— WHAT TO WORK ON —
Reproduce the material from its start through the line containing "[[536, 390], [537, 451], [401, 432]]", inclusive, keeping every request as it is. Shift each coordinate in the answers by adding 74 to it.

— ROWS —

"""

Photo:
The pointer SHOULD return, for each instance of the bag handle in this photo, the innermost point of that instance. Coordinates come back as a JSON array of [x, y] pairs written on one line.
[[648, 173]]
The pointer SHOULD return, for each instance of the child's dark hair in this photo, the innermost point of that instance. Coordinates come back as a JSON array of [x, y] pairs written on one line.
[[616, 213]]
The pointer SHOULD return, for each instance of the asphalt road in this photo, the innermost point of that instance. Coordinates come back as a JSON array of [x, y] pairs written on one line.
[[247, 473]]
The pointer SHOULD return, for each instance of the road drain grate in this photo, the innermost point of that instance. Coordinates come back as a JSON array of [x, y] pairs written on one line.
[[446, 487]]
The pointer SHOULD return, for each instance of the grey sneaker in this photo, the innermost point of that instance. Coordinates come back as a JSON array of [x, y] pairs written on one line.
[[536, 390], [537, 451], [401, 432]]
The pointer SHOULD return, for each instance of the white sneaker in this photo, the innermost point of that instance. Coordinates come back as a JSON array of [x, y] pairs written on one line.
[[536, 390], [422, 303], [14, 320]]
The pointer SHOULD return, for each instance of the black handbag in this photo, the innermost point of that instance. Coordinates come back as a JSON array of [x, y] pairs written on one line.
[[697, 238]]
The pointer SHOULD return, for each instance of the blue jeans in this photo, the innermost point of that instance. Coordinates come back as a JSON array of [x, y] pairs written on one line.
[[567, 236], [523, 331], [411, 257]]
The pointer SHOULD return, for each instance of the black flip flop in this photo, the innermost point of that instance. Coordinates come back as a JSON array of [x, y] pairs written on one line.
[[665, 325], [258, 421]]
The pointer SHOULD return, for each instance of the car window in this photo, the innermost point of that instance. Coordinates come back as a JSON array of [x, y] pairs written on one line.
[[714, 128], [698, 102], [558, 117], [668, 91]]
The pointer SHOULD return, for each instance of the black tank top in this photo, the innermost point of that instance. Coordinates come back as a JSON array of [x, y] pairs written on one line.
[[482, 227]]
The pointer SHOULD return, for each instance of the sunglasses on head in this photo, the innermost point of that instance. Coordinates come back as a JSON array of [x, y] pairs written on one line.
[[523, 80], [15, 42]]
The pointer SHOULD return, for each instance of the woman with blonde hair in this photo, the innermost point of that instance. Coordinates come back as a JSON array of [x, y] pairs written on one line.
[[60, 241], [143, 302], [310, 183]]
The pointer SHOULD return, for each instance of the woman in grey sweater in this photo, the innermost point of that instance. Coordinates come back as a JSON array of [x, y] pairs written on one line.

"""

— COMPLETED TASK —
Photo:
The pointer SHOULD return, for each instance of the bag handle in this photo, the innermost point of that instance. Coordinates come back as a JSON array of [x, y] pairs written on one line.
[[722, 247]]
The pointer SHOULD return, for each instance of the child's dark hair in this photo, the innermost point of that instance. Coordinates come back as a JSON array of [x, y] pairs written on one line.
[[690, 287]]
The pointer SHOULD return, for each instance of the asphalt road in this photo, the innermost point of that instance. Coordinates come back as a JSON array of [x, y] pairs written on one line.
[[321, 547]]
The pointer SHOULD return, for each instance of the road drain grate in this photo, the innermost point of that instance. Coordinates come back as a JSON array of [x, y] pairs written on one line.
[[520, 561]]
The pointer SHOULD return, for each instance of the grey sneaker in this photo, the innermost point of that instance. Coordinates come back as a JSON array of [x, y] pairs written on one line.
[[610, 464], [611, 525], [475, 506]]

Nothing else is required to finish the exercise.